Everything from the line containing "--target concrete walkway" to the end of the listing is to be set down exactly, both ends included, and nothing before it.

▶ [Entries provided]
------------------------------------
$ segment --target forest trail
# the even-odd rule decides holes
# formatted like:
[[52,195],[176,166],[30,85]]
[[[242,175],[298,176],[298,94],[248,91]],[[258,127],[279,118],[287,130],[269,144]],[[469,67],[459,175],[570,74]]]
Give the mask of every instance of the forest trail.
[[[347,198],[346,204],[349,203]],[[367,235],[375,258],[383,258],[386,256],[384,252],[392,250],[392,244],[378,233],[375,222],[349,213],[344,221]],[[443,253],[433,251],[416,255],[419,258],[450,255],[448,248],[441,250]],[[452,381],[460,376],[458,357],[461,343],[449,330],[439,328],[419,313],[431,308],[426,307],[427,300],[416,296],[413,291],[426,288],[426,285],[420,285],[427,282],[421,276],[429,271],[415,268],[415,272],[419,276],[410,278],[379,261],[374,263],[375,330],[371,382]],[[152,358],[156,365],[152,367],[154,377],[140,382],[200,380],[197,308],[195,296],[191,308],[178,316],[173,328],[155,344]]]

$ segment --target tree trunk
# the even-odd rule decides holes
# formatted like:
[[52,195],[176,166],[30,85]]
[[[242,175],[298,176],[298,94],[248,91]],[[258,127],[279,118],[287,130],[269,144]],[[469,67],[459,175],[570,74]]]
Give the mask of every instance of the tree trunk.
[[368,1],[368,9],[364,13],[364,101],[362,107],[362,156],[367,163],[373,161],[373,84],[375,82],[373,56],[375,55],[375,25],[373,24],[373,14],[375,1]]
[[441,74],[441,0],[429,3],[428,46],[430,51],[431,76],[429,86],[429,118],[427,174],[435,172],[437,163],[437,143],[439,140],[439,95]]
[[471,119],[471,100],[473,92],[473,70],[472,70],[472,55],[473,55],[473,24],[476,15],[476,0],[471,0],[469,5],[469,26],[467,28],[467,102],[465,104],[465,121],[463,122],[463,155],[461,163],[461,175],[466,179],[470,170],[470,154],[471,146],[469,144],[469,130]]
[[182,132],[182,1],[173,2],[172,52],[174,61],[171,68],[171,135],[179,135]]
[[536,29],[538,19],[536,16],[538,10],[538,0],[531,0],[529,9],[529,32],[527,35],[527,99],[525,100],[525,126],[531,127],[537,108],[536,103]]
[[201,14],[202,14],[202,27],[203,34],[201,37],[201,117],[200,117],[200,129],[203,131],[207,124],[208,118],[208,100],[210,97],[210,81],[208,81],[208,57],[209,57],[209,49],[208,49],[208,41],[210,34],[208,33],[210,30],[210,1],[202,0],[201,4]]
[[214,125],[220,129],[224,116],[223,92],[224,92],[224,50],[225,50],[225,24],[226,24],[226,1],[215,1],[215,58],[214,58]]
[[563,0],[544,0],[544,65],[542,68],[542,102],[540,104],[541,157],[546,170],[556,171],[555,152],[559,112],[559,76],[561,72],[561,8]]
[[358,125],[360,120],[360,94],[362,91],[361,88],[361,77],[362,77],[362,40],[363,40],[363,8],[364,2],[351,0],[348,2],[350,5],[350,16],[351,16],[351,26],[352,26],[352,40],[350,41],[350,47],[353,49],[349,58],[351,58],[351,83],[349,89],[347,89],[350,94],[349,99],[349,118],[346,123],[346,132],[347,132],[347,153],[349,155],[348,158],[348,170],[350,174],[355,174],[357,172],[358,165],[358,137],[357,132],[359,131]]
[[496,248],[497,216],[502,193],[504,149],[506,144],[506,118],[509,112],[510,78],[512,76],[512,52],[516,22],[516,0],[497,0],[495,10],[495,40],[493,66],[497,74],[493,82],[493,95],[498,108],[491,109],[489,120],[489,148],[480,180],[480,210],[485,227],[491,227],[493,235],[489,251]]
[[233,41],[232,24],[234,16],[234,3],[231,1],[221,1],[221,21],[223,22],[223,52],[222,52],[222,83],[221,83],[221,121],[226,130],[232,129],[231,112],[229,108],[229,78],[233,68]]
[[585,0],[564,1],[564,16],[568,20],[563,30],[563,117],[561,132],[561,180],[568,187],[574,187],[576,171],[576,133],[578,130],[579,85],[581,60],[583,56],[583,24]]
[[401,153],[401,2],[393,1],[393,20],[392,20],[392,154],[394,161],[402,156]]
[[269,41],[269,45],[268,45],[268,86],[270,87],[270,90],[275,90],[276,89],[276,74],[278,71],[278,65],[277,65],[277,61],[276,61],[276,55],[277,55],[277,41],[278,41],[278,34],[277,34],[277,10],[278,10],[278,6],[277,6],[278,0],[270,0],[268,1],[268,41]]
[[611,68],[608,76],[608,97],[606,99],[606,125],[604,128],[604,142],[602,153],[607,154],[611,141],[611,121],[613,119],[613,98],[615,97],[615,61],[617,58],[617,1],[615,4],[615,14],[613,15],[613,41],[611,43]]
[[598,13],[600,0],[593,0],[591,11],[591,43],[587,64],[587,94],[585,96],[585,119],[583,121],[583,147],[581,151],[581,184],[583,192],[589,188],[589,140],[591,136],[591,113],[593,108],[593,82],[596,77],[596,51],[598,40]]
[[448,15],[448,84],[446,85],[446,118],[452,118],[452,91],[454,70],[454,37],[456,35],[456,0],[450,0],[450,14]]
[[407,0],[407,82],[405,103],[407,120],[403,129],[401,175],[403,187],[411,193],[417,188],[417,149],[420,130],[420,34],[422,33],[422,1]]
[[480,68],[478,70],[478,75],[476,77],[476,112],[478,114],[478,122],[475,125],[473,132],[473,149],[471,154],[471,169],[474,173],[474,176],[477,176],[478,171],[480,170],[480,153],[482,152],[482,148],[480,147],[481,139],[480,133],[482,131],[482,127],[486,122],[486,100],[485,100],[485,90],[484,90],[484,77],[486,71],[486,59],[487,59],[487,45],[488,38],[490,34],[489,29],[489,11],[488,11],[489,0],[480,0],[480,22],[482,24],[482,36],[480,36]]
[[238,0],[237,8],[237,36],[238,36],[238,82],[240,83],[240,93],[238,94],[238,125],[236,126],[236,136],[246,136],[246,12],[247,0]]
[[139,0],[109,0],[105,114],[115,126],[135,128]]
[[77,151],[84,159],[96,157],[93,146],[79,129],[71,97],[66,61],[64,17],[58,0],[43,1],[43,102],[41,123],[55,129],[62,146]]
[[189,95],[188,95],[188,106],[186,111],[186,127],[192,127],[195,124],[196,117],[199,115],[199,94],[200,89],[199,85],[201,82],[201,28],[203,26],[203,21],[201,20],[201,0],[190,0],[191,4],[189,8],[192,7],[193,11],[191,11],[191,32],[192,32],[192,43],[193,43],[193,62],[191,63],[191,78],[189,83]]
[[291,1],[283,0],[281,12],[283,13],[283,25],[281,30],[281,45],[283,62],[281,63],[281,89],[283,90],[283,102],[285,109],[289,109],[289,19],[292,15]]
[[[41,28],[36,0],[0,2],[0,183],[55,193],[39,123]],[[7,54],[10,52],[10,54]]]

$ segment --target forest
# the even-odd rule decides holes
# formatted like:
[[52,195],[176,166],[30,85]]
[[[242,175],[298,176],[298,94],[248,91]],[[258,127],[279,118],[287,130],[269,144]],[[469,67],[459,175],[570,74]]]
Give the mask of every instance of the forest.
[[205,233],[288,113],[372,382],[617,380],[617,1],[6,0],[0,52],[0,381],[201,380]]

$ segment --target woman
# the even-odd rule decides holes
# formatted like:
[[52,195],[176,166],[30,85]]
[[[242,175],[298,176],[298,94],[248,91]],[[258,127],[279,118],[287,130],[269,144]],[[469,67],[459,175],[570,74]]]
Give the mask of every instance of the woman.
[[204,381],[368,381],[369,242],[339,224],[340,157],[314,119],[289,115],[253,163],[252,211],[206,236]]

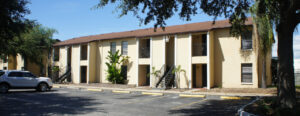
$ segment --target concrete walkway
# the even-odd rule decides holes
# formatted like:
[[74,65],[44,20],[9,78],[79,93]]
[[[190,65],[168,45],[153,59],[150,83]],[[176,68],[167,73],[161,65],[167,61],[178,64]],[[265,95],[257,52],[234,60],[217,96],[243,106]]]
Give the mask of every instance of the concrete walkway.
------------------------------------
▶ [Result]
$ segment --target concrete walkway
# the even-odd rule decides holes
# formatted like:
[[74,65],[44,20],[9,78],[79,93]]
[[[190,65],[168,45],[153,59],[150,83]],[[176,68],[167,73],[161,65],[167,61],[178,64]],[[265,95],[257,52],[234,60],[217,96],[243,106]]]
Give the mask of every instance of the concrete walkway.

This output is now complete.